__Work instructions__. Set each entry down exactly as written.

++++

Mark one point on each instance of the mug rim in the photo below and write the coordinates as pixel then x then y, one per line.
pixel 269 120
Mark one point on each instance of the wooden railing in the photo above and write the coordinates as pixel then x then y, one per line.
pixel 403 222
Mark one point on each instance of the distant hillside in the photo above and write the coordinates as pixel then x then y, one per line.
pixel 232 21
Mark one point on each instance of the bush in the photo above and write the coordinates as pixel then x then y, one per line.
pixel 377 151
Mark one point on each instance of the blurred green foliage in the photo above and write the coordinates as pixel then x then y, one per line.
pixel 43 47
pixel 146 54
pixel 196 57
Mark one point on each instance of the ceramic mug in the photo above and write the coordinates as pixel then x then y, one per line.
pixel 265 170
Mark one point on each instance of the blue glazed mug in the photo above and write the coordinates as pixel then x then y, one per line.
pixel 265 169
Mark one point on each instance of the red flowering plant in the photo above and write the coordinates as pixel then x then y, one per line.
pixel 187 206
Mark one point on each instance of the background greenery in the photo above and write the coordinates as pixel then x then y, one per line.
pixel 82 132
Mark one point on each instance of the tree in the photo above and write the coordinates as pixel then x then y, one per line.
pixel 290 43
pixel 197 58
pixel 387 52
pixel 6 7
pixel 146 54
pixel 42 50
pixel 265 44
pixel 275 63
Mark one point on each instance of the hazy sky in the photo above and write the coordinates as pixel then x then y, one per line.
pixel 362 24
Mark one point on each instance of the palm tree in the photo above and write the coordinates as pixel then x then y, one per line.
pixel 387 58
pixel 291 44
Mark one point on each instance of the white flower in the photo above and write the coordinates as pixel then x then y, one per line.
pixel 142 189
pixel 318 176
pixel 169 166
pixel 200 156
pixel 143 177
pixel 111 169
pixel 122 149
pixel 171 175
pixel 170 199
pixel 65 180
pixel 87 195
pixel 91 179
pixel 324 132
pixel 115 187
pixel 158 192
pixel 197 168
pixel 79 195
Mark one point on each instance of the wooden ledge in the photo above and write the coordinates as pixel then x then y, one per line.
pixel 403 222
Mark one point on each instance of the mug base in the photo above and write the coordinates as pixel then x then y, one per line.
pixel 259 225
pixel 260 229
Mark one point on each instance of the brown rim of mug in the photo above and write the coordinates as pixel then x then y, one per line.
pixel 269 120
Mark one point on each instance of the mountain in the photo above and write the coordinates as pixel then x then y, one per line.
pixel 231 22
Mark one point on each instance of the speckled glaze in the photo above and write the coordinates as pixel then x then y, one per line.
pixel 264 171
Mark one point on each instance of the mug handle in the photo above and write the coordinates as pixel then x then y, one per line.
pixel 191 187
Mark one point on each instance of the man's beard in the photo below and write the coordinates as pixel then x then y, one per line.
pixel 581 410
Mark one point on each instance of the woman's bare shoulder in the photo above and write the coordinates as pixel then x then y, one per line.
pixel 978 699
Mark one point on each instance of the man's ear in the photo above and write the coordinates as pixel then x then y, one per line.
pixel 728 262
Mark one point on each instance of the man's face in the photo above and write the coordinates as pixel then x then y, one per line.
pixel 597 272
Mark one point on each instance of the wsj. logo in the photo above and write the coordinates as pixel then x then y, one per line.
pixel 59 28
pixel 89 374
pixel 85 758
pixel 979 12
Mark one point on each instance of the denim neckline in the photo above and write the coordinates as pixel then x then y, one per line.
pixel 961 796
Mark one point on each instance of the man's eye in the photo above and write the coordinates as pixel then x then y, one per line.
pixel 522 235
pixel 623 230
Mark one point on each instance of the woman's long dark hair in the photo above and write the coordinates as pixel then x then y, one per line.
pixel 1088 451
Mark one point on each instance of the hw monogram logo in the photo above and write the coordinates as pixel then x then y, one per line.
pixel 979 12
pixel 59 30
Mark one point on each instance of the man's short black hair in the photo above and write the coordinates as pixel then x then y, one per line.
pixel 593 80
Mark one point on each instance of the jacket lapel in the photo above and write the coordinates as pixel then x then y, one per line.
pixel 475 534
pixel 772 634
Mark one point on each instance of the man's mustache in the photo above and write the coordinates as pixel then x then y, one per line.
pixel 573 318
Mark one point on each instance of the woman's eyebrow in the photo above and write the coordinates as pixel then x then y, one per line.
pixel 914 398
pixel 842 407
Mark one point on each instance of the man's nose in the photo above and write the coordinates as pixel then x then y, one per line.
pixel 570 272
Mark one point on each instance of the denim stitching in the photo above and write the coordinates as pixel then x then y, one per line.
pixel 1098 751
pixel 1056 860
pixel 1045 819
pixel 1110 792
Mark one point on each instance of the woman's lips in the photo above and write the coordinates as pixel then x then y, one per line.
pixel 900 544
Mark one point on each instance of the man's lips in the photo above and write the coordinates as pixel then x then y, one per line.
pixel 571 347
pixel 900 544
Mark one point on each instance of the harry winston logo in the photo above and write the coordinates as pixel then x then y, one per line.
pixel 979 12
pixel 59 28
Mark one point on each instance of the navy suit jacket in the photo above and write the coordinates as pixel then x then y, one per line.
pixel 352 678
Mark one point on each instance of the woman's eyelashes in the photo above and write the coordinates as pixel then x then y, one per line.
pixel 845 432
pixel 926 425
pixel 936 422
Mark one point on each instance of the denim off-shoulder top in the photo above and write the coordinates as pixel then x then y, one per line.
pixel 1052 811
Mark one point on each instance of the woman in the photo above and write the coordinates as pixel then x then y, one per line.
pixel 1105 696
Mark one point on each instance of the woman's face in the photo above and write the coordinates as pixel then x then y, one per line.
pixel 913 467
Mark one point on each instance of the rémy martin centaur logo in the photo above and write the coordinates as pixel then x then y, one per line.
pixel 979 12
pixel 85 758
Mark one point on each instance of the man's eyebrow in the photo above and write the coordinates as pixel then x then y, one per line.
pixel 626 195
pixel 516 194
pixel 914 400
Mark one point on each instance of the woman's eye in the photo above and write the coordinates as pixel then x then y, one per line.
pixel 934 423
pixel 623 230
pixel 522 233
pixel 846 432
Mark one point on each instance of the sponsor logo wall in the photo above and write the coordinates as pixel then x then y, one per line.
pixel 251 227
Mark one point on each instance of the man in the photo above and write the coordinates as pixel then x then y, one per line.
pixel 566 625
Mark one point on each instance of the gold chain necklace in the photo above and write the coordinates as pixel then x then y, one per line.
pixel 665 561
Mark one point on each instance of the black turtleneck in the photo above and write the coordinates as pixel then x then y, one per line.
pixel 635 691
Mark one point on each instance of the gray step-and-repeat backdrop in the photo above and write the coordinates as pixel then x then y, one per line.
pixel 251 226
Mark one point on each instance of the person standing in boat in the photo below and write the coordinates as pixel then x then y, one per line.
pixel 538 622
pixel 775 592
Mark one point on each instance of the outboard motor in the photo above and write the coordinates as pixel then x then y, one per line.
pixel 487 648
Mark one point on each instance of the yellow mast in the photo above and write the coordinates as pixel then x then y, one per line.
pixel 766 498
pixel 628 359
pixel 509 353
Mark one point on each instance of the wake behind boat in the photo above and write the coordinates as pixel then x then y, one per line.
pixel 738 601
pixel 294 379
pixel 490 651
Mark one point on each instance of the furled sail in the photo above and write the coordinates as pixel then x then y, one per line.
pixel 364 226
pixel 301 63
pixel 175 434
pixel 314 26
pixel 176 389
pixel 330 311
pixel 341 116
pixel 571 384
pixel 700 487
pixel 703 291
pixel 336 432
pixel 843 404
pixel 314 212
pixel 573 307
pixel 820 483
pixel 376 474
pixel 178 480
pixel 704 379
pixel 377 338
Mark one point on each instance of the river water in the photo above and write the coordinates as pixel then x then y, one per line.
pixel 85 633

++++

__Answer below__.
Mark one point on each instance of the mug rim in the photo below and write the coordinates as pixel then x then y, one per line.
pixel 269 120
Mark one point on each instance of the wooden railing in the photo above and write the coordinates as pixel then x then y, one per line.
pixel 403 222
Mark one point on each instance of the distant hillside in the photo above and write the coordinates as pixel then x then y, one per line.
pixel 232 21
Mark one point on each instance of the bush in the photo above and write the coordinates as pixel then x then y, one per line.
pixel 377 151
Mark one point on each instance of the blurred green foliage in the photo above and write the coordinates as pixel then x then y, one per line.
pixel 43 47
pixel 146 54
pixel 196 57
Mark one point on each instance of the ceramic mug in the photo above and write the coordinates as pixel then x then y, one per line.
pixel 265 170
Mark one point on each instance of the blue glazed mug in the photo above and write the coordinates as pixel then x then y, one per line.
pixel 265 169
Mark one point on each instance of the red flowering plant in the photo above and write the coordinates as pixel then x then y, one per line.
pixel 187 206
Mark one point on each instance of the background greenery in the photo above and write the coordinates as pixel then x then y, one per line.
pixel 82 132
Mark one point on each instance of the tree in the photo above and write the coordinates as pixel then x then y, one per line.
pixel 290 43
pixel 197 58
pixel 387 52
pixel 6 7
pixel 146 54
pixel 42 50
pixel 265 44
pixel 275 63
Mark one point on each instance of the hazy sky in the photo above and write the coordinates as pixel then x then y, one per line.
pixel 362 24
Mark one point on each instance of the palm tree in the photo above and write the coordinates as pixel then x then y, one per line.
pixel 387 58
pixel 291 44
Mark one point on each instance of the white flower in the photo above and write the coordinates as pixel then x then y, one per line.
pixel 142 189
pixel 318 176
pixel 169 166
pixel 200 156
pixel 143 177
pixel 111 169
pixel 122 149
pixel 171 175
pixel 170 199
pixel 65 180
pixel 87 195
pixel 91 179
pixel 324 132
pixel 115 187
pixel 158 192
pixel 197 168
pixel 79 195
Mark one point on each instance of the wooden ledge in the photo above and write the coordinates as pixel then x then y, one per line.
pixel 403 222
Mark one point on each instance of the mug base in the photo above and write the coordinates as pixel then x then y, one per line.
pixel 259 225
pixel 260 229
Mark one point on each instance of the brown rim of mug in the photo above and write the coordinates as pixel then x then y, one per line.
pixel 269 120
Mark one point on each instance of the mountain in the photo above and write the coordinates as pixel then x then y, one per line.
pixel 231 22
Mark one point on each instance of the speckled glaze in the photo above and write the coordinates as pixel then x then y, one per line.
pixel 264 171
Mark one point on each instance of the mug handle in the photo above and write the coordinates as pixel then x then y, one per line.
pixel 191 187
Mark one point on each instance of the man's beard in the photo below and write the coordinates as pixel then x then y, one per line.
pixel 581 410
Mark one point on each instance of the woman's bare shoulder in the photo above and write the coordinates as pixel then x then y, one per line.
pixel 978 699
Mark one point on each instance of the man's ear in the photo above and write the coordinates as pixel then x then y, one per line.
pixel 728 262
Mark one point on each instance of the man's face in the photo above and write the coordinates as pixel then x then y, one per line.
pixel 597 272
Mark one point on each instance of the wsj. logo in the photo above and write the coordinates as pixel then x then y, one per line.
pixel 59 28
pixel 89 374
pixel 85 758
pixel 979 12
Mark one point on each instance of the denim neckline in the photo above and write the coordinates as pixel then x then y, one per line.
pixel 961 796
Mark one point on each instance of the man's eye in the photo above and write the coordinates as pixel then x then y, one per line.
pixel 522 235
pixel 623 230
Mark one point on each instance of the woman's long dark hair in the photo above and write the coordinates as pixel then x then y, one per line.
pixel 1088 451
Mark one point on each instance of the hw monogram logo in the photo above and write the coordinates as pixel then x then y, one per line.
pixel 979 12
pixel 59 30
Mark one point on each instance of the man's short black hair in the photo above and write the coordinates as pixel then x then y, one per line.
pixel 593 80
Mark one point on each instance of the jacket lapel in the photo above and write the coordinates as pixel then x then y, one per line.
pixel 475 534
pixel 772 634
Mark one point on each instance of the man's mustache in the photo above and write the coordinates as pixel then x then y, one per line.
pixel 573 318
Mark one point on each instance of the woman's eyebrow in the photo above and write the coordinates as pixel then x then y, one per line.
pixel 914 398
pixel 842 407
Mark one point on each instance of the man's nose in the photo above and write the coordinates as pixel then x then y, one per line.
pixel 570 272
Mark one point on each instance of the denim stitching in the photo above and write the coordinates as pixel then x then y, one per line.
pixel 1098 751
pixel 1056 860
pixel 1045 819
pixel 1110 792
Mark one point on each instance of the woman's lips in the photo above and write the coordinates as pixel then x then y, one per line.
pixel 900 544
Mark one point on each instance of the man's lips in the photo above and write the coordinates as pixel then x then y, one per line.
pixel 571 347
pixel 900 544
Mark one point on each instance of the harry winston logo in the photo above and write the coordinates as pixel then x then y, one per line.
pixel 979 12
pixel 59 28
Mark one point on each instance of the navy suit jacket in the photo above and write the coordinates as pixel then x then y, one per line.
pixel 352 678
Mark one point on each instance of the woman's eyelashes in the photo above and write the coordinates as pixel then x then y, one per line.
pixel 845 432
pixel 926 425
pixel 936 422
Mark one point on each instance of the denim off-shoulder top in the photo above and write the coordinates as pixel then x then y, one per line.
pixel 1052 811
Mark one point on each instance of the woman in the photo above and write the coordinates as pixel then x then y, one per line.
pixel 1105 696
Mark one point on each instance of the woman's face in the photo above and write the coordinates as pixel then x then y, one per line.
pixel 913 467
Mark one point on each instance of the rémy martin centaur logo in the photo above and write the coordinates as pixel then x then y, one per line.
pixel 979 12
pixel 85 758
Mark one point on each instance of the man's eyebrow in the photo above and write the coordinates as pixel then x then y, one per line.
pixel 626 195
pixel 516 194
pixel 914 400
Mark one point on each instance of the woman's eye in the photo above and write the coordinates as pixel then x then y, one per line.
pixel 934 423
pixel 623 230
pixel 522 233
pixel 846 432
Mark one point on each instance of the sponsor logo wall in the photo above and write the coordinates as pixel then x then y, one per line.
pixel 251 227
Mark one point on each instance of the man in the photo above and write the coordinates as pixel then x then y, one per line.
pixel 566 625
Mark one point on each instance of the gold chain necklace in the photo above and write the coordinates as pixel then x then y, one per line.
pixel 665 561
Mark one point on each instance of the black turtleneck in the photo above and write the coordinates as pixel then x then y, one per line.
pixel 635 691
Mark one point on each instance of the gray step-and-repeat backdrop in the photo above and write the coordinates as pixel then x then y, one per line.
pixel 251 226
Mark one point on each instance of the person standing in boat in the photo below and write the coordinates as pixel then x then y, one per line.
pixel 538 622
pixel 775 592
Mark one point on each instance of the outboard motor in the photo above and write the coordinates as pixel then x then y, one per line.
pixel 487 648
Mark one point on each instance of the yellow mast in the photo above and write the coordinates as pixel then x then y, one per line.
pixel 766 498
pixel 628 359
pixel 509 353
Mark one point on each instance of the wake behind boat in the photo above and write the coordinates as pixel then x then y, one per line.
pixel 738 601
pixel 294 379
pixel 490 651
Mark one point on each instance of the furled sail in the photo above and write the coordinates as pixel then x then y, one per line.
pixel 364 226
pixel 301 63
pixel 175 434
pixel 314 26
pixel 176 389
pixel 330 311
pixel 341 116
pixel 571 384
pixel 700 487
pixel 703 291
pixel 336 432
pixel 843 404
pixel 314 212
pixel 573 307
pixel 820 483
pixel 376 474
pixel 178 480
pixel 704 379
pixel 377 338
Mark one point on each instance of the river water in the photo above and write the coordinates as pixel then x then y, one per line.
pixel 85 633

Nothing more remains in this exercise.